**Data**
==============================

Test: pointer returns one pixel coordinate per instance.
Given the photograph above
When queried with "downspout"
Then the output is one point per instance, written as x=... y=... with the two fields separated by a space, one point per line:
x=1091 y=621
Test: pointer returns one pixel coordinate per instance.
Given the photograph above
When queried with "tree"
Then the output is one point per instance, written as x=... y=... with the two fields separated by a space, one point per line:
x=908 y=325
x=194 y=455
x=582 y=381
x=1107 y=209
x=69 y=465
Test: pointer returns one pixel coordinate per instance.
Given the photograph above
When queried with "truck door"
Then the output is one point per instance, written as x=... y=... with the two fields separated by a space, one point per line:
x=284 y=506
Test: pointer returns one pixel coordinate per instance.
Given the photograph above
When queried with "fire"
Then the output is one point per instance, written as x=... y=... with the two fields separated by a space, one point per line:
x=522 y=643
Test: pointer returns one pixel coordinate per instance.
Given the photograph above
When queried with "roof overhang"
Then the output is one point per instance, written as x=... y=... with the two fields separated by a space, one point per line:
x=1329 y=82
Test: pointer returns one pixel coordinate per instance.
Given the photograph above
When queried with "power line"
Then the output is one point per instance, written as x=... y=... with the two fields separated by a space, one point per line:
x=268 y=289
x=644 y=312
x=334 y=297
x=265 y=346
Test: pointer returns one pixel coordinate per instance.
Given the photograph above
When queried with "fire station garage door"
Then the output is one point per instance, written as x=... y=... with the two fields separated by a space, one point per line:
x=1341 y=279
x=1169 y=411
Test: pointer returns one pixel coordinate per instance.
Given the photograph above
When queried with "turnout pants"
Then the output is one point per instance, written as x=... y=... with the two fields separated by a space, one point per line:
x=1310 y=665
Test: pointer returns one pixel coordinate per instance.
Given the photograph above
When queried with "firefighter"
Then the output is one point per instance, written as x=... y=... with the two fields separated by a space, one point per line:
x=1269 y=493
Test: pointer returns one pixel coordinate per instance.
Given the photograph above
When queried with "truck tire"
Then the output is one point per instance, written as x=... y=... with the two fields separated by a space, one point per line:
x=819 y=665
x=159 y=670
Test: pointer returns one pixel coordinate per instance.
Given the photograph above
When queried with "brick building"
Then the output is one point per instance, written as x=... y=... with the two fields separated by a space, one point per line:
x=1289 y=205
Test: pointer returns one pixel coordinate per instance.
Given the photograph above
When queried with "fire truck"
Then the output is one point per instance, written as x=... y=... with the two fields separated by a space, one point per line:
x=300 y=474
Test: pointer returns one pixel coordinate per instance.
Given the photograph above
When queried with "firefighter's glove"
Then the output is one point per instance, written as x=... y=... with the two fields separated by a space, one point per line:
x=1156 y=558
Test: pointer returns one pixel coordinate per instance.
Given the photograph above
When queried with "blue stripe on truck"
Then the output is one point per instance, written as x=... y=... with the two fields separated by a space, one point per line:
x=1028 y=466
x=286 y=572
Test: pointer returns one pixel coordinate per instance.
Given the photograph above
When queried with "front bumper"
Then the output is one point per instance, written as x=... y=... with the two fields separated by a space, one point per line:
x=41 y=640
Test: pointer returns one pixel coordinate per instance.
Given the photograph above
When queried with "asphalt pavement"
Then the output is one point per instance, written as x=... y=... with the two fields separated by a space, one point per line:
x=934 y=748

==============================

**Exercise aim**
All of the material must be reproduced exactly.

**Task answer**
Test: pointer returns one pixel coordinate per instance.
Given the photograph above
When queried with "downspout"
Then the output is one point per instance, written as x=... y=... with the two fields separated by a space, one point per line:
x=1091 y=621
Test: pointer returns one pixel coordinate per instance.
Given the photograph above
When queried with "tree"
Then the output is one point per instance, written as x=... y=... with the two fields separated by a space, one point per line:
x=908 y=325
x=194 y=455
x=582 y=381
x=1107 y=209
x=69 y=465
Test: pointer returns one pixel coordinate per instance.
Given the photograph above
When queried with "truck door"
Then the output is one point per instance, written as x=... y=... with the two fields separated by a space, one point per line:
x=284 y=506
Test: pointer returns one pixel coordinate per instance.
Given the photograph above
When queried with "fire"
Then the output is one point per instance, written as x=... y=... with the two fields separated by a space, one point per line:
x=522 y=643
Test: pointer returns one pixel coordinate per instance.
Given the photograph above
When queried with "roof overhang"
Then the output is one point per instance, written as x=... y=... with the two fields separated by a space, one point per line:
x=1329 y=82
Test: pointer returns one pixel coordinate per instance.
Given the photograph above
When queried with "power line"
Then the output is one point per instance, written as x=... y=... with the two fields separated by a space, one point per line:
x=268 y=289
x=644 y=312
x=334 y=297
x=265 y=346
Test: pointer returns one pixel coordinate per instance.
Given the photograph above
When queried with "fire station garage door"
Then the output is one point per instance, written as x=... y=... with the two fields separated by a space, one point per line:
x=1341 y=279
x=1169 y=411
Test: pointer returns one pixel coordinate per instance.
Given the photograph above
When queried with "turnout pants"
Then the output is one point per instance, written as x=... y=... with the two fields separated by a space, one point per line:
x=1310 y=665
Test: pointer returns one pixel coordinate per instance.
Given the photograph above
When queried with "firefighter"
Then the output is one point per instance, written as x=... y=... with the two fields separated by a space, one point per line:
x=1269 y=493
Test: pointer returns one pixel coordinate per instance.
Given the photograph above
When queried with "truck tire"
Then the output is one point per instance, written as x=... y=... with the two fields separated by a space, one point per line:
x=819 y=665
x=159 y=670
Test: pointer returns one pixel coordinate per instance.
Given the photograph above
When queried with "brick building"
Then the output is one point per instance, written as x=... y=... with the two fields separated by a space, one point per line:
x=1289 y=205
Test: pointer returns one pixel coordinate per instance.
Given the photograph above
When queried with "fire truck"
Then the output is one point per instance, written as x=... y=... with the two fields separated by a space, one point per line:
x=300 y=474
Test: pointer returns one pixel coordinate per instance.
Given the photograph above
When queried with "firefighter's glove"
Then the output is one point per instance, written as x=... y=... with the two fields separated by a space, one point per line:
x=1156 y=558
Test: pointer returns one pixel coordinate per instance.
Given the photograph above
When queried with "blue stripe on truck"
Then the output is one point per instance, written as x=... y=... with the two fields separated by a space, one point per line:
x=1028 y=466
x=286 y=572
Test: pointer returns one pixel coordinate per instance.
Given the photograph above
When queried with "front bumper"
Then the output is one point per instance, written as x=... y=... with the two fields separated by a space, one point per line:
x=41 y=640
Test: pointer returns one pixel coordinate per instance.
Given the photograph above
When queried with "asphalt pavement"
Then the output is one point per instance, written as x=... y=... with the two fields separated by a space, one point per line:
x=934 y=748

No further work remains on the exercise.